# WHAT YOU HAVE TO DO
Each entry must appear in the answer exactly as it does here.

=-=-=

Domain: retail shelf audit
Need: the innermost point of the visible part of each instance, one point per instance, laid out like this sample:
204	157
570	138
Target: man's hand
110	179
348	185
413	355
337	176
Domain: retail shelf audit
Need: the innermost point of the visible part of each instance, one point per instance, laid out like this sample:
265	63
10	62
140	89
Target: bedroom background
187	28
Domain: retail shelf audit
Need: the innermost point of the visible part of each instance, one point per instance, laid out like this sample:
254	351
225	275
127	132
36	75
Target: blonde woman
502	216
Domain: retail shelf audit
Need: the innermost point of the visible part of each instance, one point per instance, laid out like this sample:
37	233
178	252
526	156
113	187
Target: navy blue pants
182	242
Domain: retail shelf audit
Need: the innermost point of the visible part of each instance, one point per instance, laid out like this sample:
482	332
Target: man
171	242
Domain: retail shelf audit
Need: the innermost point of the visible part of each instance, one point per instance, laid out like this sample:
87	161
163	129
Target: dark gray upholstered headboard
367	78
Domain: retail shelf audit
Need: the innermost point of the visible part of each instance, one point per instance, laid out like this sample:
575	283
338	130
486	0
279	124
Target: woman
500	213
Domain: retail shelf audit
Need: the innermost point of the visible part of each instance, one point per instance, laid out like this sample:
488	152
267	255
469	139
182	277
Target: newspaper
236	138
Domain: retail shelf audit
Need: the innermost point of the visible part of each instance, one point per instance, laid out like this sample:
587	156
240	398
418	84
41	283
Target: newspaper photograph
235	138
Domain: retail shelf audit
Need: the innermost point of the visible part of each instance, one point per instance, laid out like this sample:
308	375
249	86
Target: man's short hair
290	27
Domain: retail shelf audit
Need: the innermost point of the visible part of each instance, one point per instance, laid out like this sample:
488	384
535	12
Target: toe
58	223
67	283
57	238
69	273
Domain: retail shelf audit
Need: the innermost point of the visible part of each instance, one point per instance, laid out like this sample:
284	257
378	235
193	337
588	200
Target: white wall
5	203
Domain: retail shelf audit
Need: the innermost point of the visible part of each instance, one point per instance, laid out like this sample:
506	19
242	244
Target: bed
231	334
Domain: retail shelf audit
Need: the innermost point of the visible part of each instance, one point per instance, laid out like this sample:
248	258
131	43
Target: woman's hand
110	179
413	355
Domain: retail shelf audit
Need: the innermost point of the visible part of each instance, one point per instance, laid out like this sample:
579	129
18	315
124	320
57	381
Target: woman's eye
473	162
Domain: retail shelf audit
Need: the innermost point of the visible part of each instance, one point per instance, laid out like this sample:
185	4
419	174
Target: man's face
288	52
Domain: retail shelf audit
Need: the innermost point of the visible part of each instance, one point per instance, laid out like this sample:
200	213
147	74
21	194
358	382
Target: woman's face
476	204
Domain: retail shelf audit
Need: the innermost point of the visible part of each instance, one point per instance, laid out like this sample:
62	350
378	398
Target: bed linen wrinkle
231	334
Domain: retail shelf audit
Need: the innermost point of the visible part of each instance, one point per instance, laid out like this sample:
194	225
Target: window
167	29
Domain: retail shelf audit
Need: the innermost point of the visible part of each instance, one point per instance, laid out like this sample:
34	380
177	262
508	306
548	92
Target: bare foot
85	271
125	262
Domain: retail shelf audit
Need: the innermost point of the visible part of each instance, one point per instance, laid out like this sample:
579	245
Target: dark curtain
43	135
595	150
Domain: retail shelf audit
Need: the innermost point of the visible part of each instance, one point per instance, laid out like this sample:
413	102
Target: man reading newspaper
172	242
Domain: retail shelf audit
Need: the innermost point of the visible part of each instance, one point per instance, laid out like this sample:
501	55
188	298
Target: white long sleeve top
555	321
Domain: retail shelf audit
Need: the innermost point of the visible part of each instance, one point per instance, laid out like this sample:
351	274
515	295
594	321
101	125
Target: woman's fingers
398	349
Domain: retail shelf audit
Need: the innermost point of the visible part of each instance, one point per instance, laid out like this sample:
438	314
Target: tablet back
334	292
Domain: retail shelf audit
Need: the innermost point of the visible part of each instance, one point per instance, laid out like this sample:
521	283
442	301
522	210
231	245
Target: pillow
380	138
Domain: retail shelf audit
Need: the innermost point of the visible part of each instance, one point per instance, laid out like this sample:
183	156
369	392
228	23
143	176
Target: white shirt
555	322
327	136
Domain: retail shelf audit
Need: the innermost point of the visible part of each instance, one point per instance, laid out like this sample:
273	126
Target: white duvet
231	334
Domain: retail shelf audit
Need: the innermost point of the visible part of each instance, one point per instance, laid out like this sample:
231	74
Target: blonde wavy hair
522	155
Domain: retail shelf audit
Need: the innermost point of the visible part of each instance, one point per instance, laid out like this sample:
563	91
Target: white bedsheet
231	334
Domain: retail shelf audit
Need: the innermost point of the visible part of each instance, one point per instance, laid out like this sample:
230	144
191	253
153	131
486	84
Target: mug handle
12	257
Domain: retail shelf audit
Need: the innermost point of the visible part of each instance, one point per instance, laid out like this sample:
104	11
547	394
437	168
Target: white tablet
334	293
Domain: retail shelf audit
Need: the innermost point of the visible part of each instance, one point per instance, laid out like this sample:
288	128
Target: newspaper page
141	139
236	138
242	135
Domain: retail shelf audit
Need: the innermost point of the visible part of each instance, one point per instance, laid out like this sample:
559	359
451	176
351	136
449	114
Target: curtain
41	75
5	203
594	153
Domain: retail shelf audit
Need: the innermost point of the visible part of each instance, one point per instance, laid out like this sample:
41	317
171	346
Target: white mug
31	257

=-=-=

# PROBLEM SOLUTION
Domain: retail shelf audit
Need: the innermost point of the visible part of each instance, one point per instance, laid out like this sample:
204	157
570	138
Target: man's hand
110	179
348	185
413	355
337	176
Domain: retail shelf audit
Need: the innermost point of the visible part of each instance, one point per instance, laid out like this sample:
265	63
10	62
140	89
Target: bedroom background
187	28
Domain: retail shelf audit
Need: the innermost point of the visible part of each instance, one point per instance, laid out like this sample:
254	351
225	275
127	132
36	75
Target: blonde woman
502	216
Domain: retail shelf audit
Need: the innermost point of the visible part of each instance, one point per instance, laid out like this sample:
37	233
178	252
526	156
113	187
Target: navy blue pants
182	242
Domain: retail shelf audit
Need: the innermost point of the visible part of each instance, one point per instance, laid out like this sample:
482	332
Target: man
171	242
Domain: retail shelf audit
Need: the innermost point of the visible part of each instance, one point per instance, laid out like this sample:
87	161
163	129
Target: dark gray upholstered headboard
367	78
Domain: retail shelf audit
Need: the innermost point of the visible part of each instance, one point per instance, laid out like this sample:
575	283
338	130
486	0
279	124
Target: woman
500	213
Domain: retail shelf audit
Need: the innermost point of the visible part of each instance, one point per instance, laid out like this sample:
488	152
267	255
469	139
182	277
Target: newspaper
236	138
Domain: retail shelf audit
Need: the innermost point of the visible part of each instance, one point per instance, laid out like this sample:
587	156
240	398
418	84
41	283
Target: newspaper photograph
235	138
Domain: retail shelf audit
Need: the innermost point of the visible part of each instance, one point per instance, laid out like this sample:
308	375
249	86
Target: man's short hair
290	27
Domain: retail shelf audit
Need: the innermost point of the visible part of each instance, one point per instance, laid out like this sample:
488	384
535	12
Target: toe
58	223
67	283
57	238
69	273
Domain: retail shelf audit
Need: the innermost point of the visible part of each instance, one point per instance, laid out like this sample:
284	257
378	235
193	337
588	200
Target: white wall
5	203
Domain: retail shelf audit
Need: the innermost point of the visible part of each instance, one point per instance, laid out like this sample:
506	19
242	244
Target: bed
231	334
Domain: retail shelf audit
Need: the innermost point of the visible part of each instance, one point per instance, laid out like this sample:
248	258
131	43
Target: woman's hand
110	179
413	355
Domain: retail shelf audit
Need: the innermost point of the visible part of each instance, one point per instance, laid out like this sample:
579	129
18	315
124	320
57	381
Target: woman's eye
473	162
Domain: retail shelf audit
Need: the innermost point of the visible part of each instance, one point per instance, laid out like this sample:
185	4
419	174
Target: man's face
288	52
Domain: retail shelf audit
Need: the innermost point of the visible part of each instance, one point per instance, laid out like this sample:
200	213
147	74
21	194
358	382
Target: woman's face
476	204
Domain: retail shelf audit
Need: the innermost point of the visible part of each instance, one point per instance, laid out like this sample:
62	350
378	398
Target: bed linen wrinkle
231	334
Domain: retail shelf audit
Need: the innermost point of the visible part of each instance, one point per instance, laid out like this sample:
194	225
Target: window
167	29
Domain: retail shelf audit
Need: the innermost point of the visible part of each instance, one point per instance, laid out like this sample:
34	380
177	262
508	306
548	92
Target: bare foot
85	271
125	262
Domain: retail shelf audit
Need: the innermost point of the visible part of each instance, one point per instance, laid out like this sample:
579	245
Target: dark curtain
43	135
595	150
Domain: retail shelf audit
Need: the innermost point of the visible part of each instance, one point per instance, laid out like this sample:
413	102
Target: man reading newspaper
172	242
Domain: retail shelf audit
Need: the innermost point of the visible part of each instance, one point per instance, laid out like this sample:
501	55
188	298
Target: white long sleeve top
555	321
Domain: retail shelf audit
Need: the innermost point of the visible part of each instance, one point per instance, laid out like this sample:
351	274
515	295
594	321
101	125
Target: woman's fingers
398	349
Domain: retail shelf audit
Need: the innermost point of the visible part of each instance, one point per instance, laid out like this sample:
438	314
Target: tablet back
334	292
Domain: retail shelf audit
Need: the innermost point of the visible part of each instance, one point per instance, laid out like this sample:
521	283
442	301
522	210
231	245
Target: pillow
380	138
Domain: retail shelf audit
Need: the innermost point of the visible part of each instance, one point per instance, laid out like this sample:
183	156
369	392
228	23
143	176
Target: white shirt
555	322
327	136
Domain: retail shelf audit
Need: the innermost point of the visible part of each instance, one point per instance, laid out like this sample:
273	126
Target: white duvet
231	334
Domain: retail shelf audit
Need: the innermost point of the visible part of each instance, one point per instance, laid out like this sample:
231	74
Target: blonde wavy hair
522	155
Domain: retail shelf audit
Need: the innermost point of the visible part of each instance, one point per instance, laid out like this sample:
563	91
Target: white bedsheet
231	334
Domain: retail shelf audit
Need: the innermost point of the visible part of each instance, one point per instance, laid out like this sample:
230	144
191	253
153	131
486	84
Target: mug handle
12	257
Domain: retail shelf audit
Need: the innermost point of the visible part of each instance, one point per instance, laid out like this sample:
104	11
547	394
437	168
Target: white tablet
334	293
Domain: retail shelf audit
Need: the innermost point of the visible part of each instance, one point per instance, laid out like this sample:
288	128
Target: newspaper page
141	139
236	138
242	135
Domain: retail shelf audit
Need: the innermost point of the visible part of each instance, one point per instance, laid out like this sample:
559	359
451	176
351	136
449	114
Target: curtain
41	75
5	203
594	153
Domain: retail shelf audit
Need: the innermost point of the visible part of each instance, one point per instance, laid out like this sample:
41	317
171	346
Target: white mug
31	257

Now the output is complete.